-------- Extrait source
Pourquoi, alors, les élèves ingénieurs pratiqueraient-ils la science ? La méthode de la « formation par la recherche » (tarte à la crème de l'enseignement supérieur) doit être questionnée.
Une métaphore pour commencer : l’expérience professionnelle conduit à donner des réflexes, fondés précisément sur la confrontation répétée avec des situations analogues, reconnues comme telles. En gros, on se fait des « cals » pour éviter les ampoules.
Du coup, imaginons que les élèves ingénieurs pratiquent la science au cours de leurs études, ils auraient des cals appropriés à la science (recherche des mécanismes)… mais pas à l’innovation ! Et c’est un fait que, personnellement, mes enseignants à l’ESPCI nous ont plus d’une fois répété que nous apprendrions ensuite, sur le tas. A quoi bon, alors, suivre des enseignements qui ne forment pas aux compétences nécessaires ?
Révisons la question de la science dans les écoles d’ingénieurs. S’il faut innover, il faut des connaissances pour innover, et une méthode pour transformer ce savoir en techniques, méthodes… C’est là une des branches de la technologie : le transfert technologique. Bien sûr, si l’on dispose de connaissances anciennes, il y a fort à parier que d’autres, avant nous, auront fait le transfert innovatif. Il faut donc transmettre aux étudiants des connaissances nouvelles, de pointe, afin qu’ils puissent ensuite en faire des applications innovantes, modernes.
----------------
-------- Matériel fourni
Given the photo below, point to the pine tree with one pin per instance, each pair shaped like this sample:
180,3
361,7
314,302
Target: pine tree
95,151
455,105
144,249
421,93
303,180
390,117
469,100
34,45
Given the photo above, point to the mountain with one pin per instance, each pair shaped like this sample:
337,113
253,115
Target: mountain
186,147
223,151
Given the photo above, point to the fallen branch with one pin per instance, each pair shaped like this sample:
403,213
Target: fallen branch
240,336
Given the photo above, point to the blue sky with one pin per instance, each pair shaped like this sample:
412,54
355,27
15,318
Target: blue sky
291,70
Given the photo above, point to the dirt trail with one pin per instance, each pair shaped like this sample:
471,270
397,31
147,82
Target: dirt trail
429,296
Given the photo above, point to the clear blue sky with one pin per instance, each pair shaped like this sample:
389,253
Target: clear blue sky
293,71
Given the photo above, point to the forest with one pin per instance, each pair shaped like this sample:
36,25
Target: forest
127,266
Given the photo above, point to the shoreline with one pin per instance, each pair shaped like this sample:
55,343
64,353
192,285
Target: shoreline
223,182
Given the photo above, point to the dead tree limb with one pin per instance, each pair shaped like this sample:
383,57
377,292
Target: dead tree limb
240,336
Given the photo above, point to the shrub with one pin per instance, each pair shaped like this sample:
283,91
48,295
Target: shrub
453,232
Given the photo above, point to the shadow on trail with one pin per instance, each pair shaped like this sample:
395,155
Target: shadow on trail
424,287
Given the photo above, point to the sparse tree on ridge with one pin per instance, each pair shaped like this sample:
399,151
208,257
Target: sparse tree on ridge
----------------
● **Série d'exercices**:
• A. D'après l'extrait sur la science dans les écoles d'ingénieurs, quel nom porte la branche de la technologie qui consiste à transformer des connaissances en techniques et en méthodes ?
• B. Reprenez l'extrait sur la science dans les écoles d'ingénieurs à la suite de sa dernière phrase, en poursuivant le raisonnement.

● **Réponses dans l'ordre**:
• A. Le transfert technologique.

• B.
Conclusion : c’est la science la plus moderne qu’il faut que les écoles d’ingénieurs transmettent aux étudiants.

Ce n’est pas suffisant, bien sûr : il faudra enseigner la méthode de transfert. Qui peut l’enseigner : des personnes qui la connaissent bien, ou des personnes qui ne la connaissent pas bien ? Les premières, semble-t-il ! Or les premières sont des personnes qui ont du succès, qui ont fait leurs preuves dans ce transfert. Ce sont les ingénieurs les plus remarquables que les écoles d’ingénieurs doivent inviter, en leur demander de formaliser leurs connaissances, de proposer un savoir théorisé, et non seulement des exemples.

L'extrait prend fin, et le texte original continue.